Repeat all of the entries, please, keeping each line exact.

DATASET Start Marker

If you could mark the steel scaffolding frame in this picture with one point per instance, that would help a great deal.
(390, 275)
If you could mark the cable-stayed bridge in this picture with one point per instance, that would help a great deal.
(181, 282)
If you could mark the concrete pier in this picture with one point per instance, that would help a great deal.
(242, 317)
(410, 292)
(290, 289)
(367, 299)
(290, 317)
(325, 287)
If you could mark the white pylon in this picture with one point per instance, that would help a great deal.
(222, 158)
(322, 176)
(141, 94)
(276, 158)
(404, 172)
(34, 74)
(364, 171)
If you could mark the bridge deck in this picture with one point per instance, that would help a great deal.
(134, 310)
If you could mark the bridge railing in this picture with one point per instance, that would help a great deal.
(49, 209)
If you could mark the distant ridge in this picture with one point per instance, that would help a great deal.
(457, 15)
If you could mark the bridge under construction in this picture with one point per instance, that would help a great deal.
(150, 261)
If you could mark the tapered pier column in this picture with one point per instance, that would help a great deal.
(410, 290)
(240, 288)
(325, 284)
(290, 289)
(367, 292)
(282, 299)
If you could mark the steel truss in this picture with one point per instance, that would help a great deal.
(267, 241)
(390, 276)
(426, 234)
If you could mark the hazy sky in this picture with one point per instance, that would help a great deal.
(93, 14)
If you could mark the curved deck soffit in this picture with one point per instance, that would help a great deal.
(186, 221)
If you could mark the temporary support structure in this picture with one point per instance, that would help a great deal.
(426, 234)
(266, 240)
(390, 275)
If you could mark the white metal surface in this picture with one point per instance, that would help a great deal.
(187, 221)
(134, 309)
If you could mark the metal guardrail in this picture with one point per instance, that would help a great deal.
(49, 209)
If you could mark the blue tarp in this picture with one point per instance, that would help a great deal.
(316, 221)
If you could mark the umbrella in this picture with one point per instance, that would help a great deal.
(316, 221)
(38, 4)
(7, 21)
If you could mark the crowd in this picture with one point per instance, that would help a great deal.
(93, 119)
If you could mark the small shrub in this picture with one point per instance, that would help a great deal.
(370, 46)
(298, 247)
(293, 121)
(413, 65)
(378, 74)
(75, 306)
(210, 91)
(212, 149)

DATASET End Marker

▶ SOLUTION TO THE PROBLEM
If you could mark the steel scaffolding frame in this picture with one point per instance, that would help a great deal.
(390, 275)
If you could mark the cable-stayed bridge in this picture with one point per instance, that would help a great deal.
(181, 282)
If you could mark the concrete pier in this picture with one point per instance, that would help a great deal.
(242, 317)
(410, 292)
(290, 289)
(367, 299)
(290, 317)
(325, 287)
If you could mark the white pylon in this picture with one point per instance, that would help a great deal.
(222, 158)
(322, 176)
(141, 94)
(276, 158)
(404, 172)
(34, 74)
(364, 171)
If you could mark the bridge deck in this picture with one point per instance, that would help a great deal.
(134, 310)
If you could mark the bridge railing in this picture with one point per instance, that would help a great deal.
(49, 209)
If you could mark the distant ridge in this picture with one point per instance, that would help a great deal.
(457, 15)
If you could mark the bridge under construction in this picture with one point per instance, that would help a great deal.
(150, 261)
If you could mark the tapered pier column in this picture with one point per instance, that would help a great deal.
(410, 290)
(240, 288)
(325, 284)
(290, 289)
(367, 292)
(282, 299)
If you could mark the steel truss in this picture with one point per instance, that would help a great deal.
(267, 241)
(390, 276)
(426, 234)
If you could mark the hazy sky in this picture with one point per instance, that would help a great deal.
(93, 14)
If you could mark the curved deck soffit in this picture with one point per instance, that would help a great deal.
(186, 221)
If you could mark the temporary support structure in this picture with one point per instance, that would help a great deal.
(426, 234)
(266, 240)
(390, 275)
If you could mark the white metal surface in this picture with one point per instance, that would help a great deal.
(187, 221)
(134, 309)
If you could mark the metal guardrail in this picture with one point per instance, that would help a great deal.
(49, 209)
If you could mark the blue tarp in this picture with one point per instance, that would help a great deal.
(316, 221)
If you could mark the umbrella in this picture with one point per instance, that would help a great deal.
(316, 221)
(38, 4)
(7, 21)
If you could mark the crowd in this picture with one point per instance, that would help a great deal.
(93, 119)
If you could mark the small shrub in this picture with one point per instance, that would help a great deal.
(370, 46)
(298, 247)
(293, 121)
(413, 65)
(378, 74)
(75, 306)
(210, 91)
(212, 149)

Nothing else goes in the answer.